■ **Task to carry out**: Would you please restate all of the data exactly?

(Data items)
* * * * * * *

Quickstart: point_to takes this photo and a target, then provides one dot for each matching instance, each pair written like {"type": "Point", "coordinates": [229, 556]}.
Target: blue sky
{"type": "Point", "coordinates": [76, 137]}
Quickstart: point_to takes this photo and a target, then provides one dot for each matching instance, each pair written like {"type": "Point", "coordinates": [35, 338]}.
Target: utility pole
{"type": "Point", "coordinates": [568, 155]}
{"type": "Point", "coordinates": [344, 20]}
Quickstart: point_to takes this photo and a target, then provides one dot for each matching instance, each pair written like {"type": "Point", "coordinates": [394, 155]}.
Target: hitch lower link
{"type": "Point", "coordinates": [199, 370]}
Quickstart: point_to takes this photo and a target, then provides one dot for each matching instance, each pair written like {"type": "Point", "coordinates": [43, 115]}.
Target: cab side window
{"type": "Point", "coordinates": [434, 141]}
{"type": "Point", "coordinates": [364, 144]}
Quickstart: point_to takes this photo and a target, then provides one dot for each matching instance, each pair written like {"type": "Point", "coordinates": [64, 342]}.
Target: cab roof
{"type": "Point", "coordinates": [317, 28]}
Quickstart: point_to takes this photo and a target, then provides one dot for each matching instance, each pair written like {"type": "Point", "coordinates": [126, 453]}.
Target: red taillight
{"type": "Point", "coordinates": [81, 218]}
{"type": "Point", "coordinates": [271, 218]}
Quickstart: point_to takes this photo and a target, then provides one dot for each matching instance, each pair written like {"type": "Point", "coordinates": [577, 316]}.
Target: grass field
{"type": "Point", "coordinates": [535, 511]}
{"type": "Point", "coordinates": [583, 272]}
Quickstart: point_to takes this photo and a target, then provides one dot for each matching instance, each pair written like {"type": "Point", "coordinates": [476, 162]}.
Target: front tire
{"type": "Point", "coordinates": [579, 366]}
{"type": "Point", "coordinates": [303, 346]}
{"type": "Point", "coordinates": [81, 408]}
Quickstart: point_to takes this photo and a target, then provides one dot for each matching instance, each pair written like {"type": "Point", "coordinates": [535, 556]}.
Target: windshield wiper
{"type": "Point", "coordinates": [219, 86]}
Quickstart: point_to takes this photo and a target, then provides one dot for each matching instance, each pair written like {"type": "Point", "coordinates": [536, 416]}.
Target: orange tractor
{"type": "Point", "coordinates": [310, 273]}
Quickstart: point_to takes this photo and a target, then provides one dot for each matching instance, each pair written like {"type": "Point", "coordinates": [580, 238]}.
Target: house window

* * * * * * *

■ **Task answer**:
Quickstart: point_to takes this photo and a target, then provides one dot for each matching instance, each pair written like {"type": "Point", "coordinates": [229, 556]}.
Target: blue sky
{"type": "Point", "coordinates": [76, 137]}
Quickstart: point_to takes this photo and a target, then provides one dot for each matching instance, each pair written like {"type": "Point", "coordinates": [35, 338]}.
Target: utility pole
{"type": "Point", "coordinates": [568, 155]}
{"type": "Point", "coordinates": [344, 20]}
Quickstart: point_to takes this photo and a target, then provides one dot for each matching instance, each pair written like {"type": "Point", "coordinates": [394, 155]}.
Target: hitch lower link
{"type": "Point", "coordinates": [199, 370]}
Quickstart: point_to takes this photo and a target, then provides one dot for each matching instance, each pair written like {"type": "Point", "coordinates": [43, 115]}.
Target: cab side window
{"type": "Point", "coordinates": [434, 141]}
{"type": "Point", "coordinates": [364, 144]}
Quickstart: point_to takes this photo and a target, then provides one dot for each matching instance, each pair written like {"type": "Point", "coordinates": [64, 342]}.
Target: cab roof
{"type": "Point", "coordinates": [317, 28]}
Quickstart: point_to takes this photo and a target, then provides one dot for each matching instance, each pair written like {"type": "Point", "coordinates": [126, 453]}.
Target: red taillight
{"type": "Point", "coordinates": [81, 218]}
{"type": "Point", "coordinates": [271, 218]}
Quickstart: point_to takes this photo and a target, then provides one dot for each matching instance, each pair written like {"type": "Point", "coordinates": [577, 316]}.
Target: grass field
{"type": "Point", "coordinates": [535, 511]}
{"type": "Point", "coordinates": [583, 272]}
Quickstart: point_to takes this photo and a target, then provides one dot for each matching instance, each pair written like {"type": "Point", "coordinates": [476, 162]}.
Target: front tire
{"type": "Point", "coordinates": [579, 366]}
{"type": "Point", "coordinates": [303, 346]}
{"type": "Point", "coordinates": [81, 408]}
Quickstart: point_to takes this photo and a target, then provides one dot for each matching instance, each pair written like {"type": "Point", "coordinates": [535, 556]}.
Target: windshield wiper
{"type": "Point", "coordinates": [219, 86]}
Quickstart: point_to takes this photo and a target, then provides one dot for each matching instance, each pair written like {"type": "Point", "coordinates": [536, 416]}.
Target: orange tractor
{"type": "Point", "coordinates": [310, 273]}
Quickstart: point_to takes this photo and a target, then provides one dot for each matching instance, each pair written like {"type": "Point", "coordinates": [580, 238]}.
Target: house window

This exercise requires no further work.